How to complete this task:
Transcribe each entry so that it matches the original exactly.

Records contained in a dataset:
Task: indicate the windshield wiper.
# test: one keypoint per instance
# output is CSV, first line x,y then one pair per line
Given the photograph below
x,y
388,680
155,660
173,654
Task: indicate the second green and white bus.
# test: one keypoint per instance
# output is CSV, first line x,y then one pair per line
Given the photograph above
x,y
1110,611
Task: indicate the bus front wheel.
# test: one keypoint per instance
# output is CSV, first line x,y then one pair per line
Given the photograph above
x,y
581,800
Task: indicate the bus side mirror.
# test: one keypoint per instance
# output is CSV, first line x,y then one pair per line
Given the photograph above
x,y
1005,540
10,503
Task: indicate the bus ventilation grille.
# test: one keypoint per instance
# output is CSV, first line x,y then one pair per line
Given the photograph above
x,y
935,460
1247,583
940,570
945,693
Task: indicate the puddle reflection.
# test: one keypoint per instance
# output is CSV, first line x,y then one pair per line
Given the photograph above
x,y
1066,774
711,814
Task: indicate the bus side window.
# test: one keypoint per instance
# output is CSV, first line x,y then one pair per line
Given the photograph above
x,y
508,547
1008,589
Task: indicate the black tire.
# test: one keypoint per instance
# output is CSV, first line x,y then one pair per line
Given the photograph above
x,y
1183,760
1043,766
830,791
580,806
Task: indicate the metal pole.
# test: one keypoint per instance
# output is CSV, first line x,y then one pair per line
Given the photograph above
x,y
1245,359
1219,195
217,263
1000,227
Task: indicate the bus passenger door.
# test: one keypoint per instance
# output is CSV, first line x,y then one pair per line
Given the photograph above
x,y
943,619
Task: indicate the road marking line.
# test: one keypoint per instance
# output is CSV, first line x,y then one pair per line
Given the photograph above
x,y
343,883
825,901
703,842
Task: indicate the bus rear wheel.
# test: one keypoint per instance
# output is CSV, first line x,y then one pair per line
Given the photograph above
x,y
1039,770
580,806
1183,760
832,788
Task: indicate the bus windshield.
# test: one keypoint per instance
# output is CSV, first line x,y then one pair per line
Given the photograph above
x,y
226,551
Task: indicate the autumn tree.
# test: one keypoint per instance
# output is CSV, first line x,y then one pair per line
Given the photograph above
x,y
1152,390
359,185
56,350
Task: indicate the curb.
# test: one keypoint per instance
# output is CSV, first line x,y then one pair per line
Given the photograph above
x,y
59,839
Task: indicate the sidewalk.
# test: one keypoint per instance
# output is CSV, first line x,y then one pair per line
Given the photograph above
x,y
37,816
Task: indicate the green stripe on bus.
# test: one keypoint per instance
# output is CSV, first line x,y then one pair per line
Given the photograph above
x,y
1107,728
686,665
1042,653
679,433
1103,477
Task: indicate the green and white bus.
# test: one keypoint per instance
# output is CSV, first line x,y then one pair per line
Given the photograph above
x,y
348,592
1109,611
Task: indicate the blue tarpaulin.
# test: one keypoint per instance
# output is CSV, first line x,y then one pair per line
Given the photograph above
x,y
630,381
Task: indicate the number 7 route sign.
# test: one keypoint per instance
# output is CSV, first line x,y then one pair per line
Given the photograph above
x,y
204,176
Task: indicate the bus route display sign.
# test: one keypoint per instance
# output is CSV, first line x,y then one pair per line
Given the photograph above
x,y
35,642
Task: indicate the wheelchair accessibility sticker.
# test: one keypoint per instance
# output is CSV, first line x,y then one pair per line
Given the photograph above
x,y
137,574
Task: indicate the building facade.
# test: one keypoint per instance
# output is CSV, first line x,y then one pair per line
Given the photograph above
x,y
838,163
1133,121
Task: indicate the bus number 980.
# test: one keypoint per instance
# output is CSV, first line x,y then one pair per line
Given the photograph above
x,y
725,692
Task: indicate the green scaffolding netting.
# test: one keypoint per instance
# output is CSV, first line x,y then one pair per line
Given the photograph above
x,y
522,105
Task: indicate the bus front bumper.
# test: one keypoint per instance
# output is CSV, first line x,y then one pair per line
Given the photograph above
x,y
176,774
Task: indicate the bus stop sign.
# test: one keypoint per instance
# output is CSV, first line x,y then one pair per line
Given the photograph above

Problem solution:
Task: indicate the windshield wiper.
# test: one keypoint per instance
# output is CSV, first line x,y then one pair per line
Given the photograph below
x,y
388,680
155,660
173,654
Task: indicate the second green and white bus.
# test: one keypoint per instance
# output is CSV, first line x,y then one pair per line
Given the photograph above
x,y
1110,611
Task: indicate the bus front wheel.
# test: one keypoint per instance
# output is CSV, first line x,y then one pair per line
Given the photograph above
x,y
581,800
Task: indicate the bus side mirror.
# test: one keypoint per instance
# output is CSV, first line x,y then one pair per line
Given the photograph above
x,y
1005,540
10,503
Task: indicate the bus ventilation grille.
# test: one keypoint per instance
# output is CSV, first line x,y then one pair per line
Given the photograph above
x,y
935,460
1247,583
940,570
945,693
Task: indicate the puddle reflection.
# test: one keypoint per instance
# output is CSV, first line x,y then one pair per line
Given the photograph above
x,y
1066,774
711,814
Task: indicate the bus side window.
# test: one keypoint per instance
# output is CSV, first line x,y then one pair per line
Given the photograph above
x,y
508,547
1008,589
Task: indicate the black tire.
# test: one keypoint per instance
# output is CSV, first line x,y then one pair per line
Given the photograph above
x,y
1183,760
1043,766
830,791
580,806
Task: indicate the metal pole.
# test: one keypoint per instance
# output is CSV, first line x,y then one pair per line
Given the photograph above
x,y
1245,359
1219,195
217,263
1000,227
Task: indicate the bus passenger door.
# test: one keypoint per instance
# output is CSV, first line x,y then one pair per line
Given the photograph above
x,y
943,619
Task: indicate the road marking line.
# test: one keypoint per instance
# output is CSV, first line x,y then one pair per line
Given the photograph above
x,y
343,883
825,901
703,842
Task: indicate the bus rear wheel.
# test: one keypoint per instance
# output is CSV, first line x,y then one pair per line
Given the photograph above
x,y
1039,770
580,806
1183,760
832,788
Task: indicate the bus windshield.
# test: one keypoint per instance
# output is CSV, first line x,y then one pair per line
Given the photograph above
x,y
226,551
Task: indicate the autumn tree.
# test: one keypoint per instance
# output is CSV, first line x,y then one pair per line
Given the photograph above
x,y
1152,390
359,185
56,350
Task: indicate the curb.
# test: one keypoint per instance
# output is CSV, first line x,y then one pair per line
Given the photograph above
x,y
59,839
Task: indicate the sidewalk.
# test: one keypoint per instance
# output is CSV, first line x,y then one pair per line
Given the photograph above
x,y
37,816
Task: indicate the green stripe on bus.
# test: one keypoint per instance
# output is CSV, first line x,y then one pair per line
Given the photograph above
x,y
1107,728
686,665
1042,653
679,433
1103,477
Task: indicate the green and white bus.
# test: one keypoint per instance
# output is CSV, first line x,y then one pair per line
Given the photograph above
x,y
348,592
1109,611
Task: indicate the blue tarpaulin.
# test: one keypoint per instance
# output is CSV, first line x,y then one pair per line
Given the photograph above
x,y
630,381
Task: indicate the number 7 route sign.
# test: one keypoint per instance
# output is CSV, first line x,y then one pair per line
Given the photograph above
x,y
204,176
Task: indicate the bus route display sign.
# test: one keypoint per instance
# output is CSV, first line x,y then one pair per line
Given the photograph above
x,y
35,642
Task: indicate the wheelchair accessibility sticker.
# test: one keypoint per instance
# output is CSV, first line x,y then one pair per line
Given the photograph above
x,y
137,574
Task: indicate the building facade.
# test: one keypoint per instance
# output is CSV, first line x,y then one pair per line
Given the photograph above
x,y
838,163
1133,121
Task: indicate the bus number 980.
# test: one keypoint per instance
# output is CSV, first line x,y then one pair per line
Given the photograph above
x,y
725,692
Task: indicate the green scaffolding netting.
# test: one keypoint per instance
# output is CSV, first line x,y then one pair per line
Given the photograph above
x,y
522,105
Task: indicate the bus front bumper.
# test: one keypoint per instance
# output is CSV, first line x,y then one pair per line
Given the photograph above
x,y
176,774
Task: indicate the bus stop sign.
# test: one keypoint per instance
# output is CSV, first line x,y then one pair per line
Given the photograph above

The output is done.